▶ TASK GOAL:
Starting at the line that contains "# Target: boat interior", set down each line exactly until the records end, keeping both ends and adding nothing.
Segment Start: TASK DATA
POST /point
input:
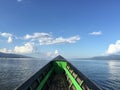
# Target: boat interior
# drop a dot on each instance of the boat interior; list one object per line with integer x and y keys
{"x": 58, "y": 75}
Segment End: TASK DATA
▶ EXERCISE RESULT:
# Target: boat interior
# drop a dot on each instance of the boat interior; list one object per line with integer x and y keys
{"x": 58, "y": 75}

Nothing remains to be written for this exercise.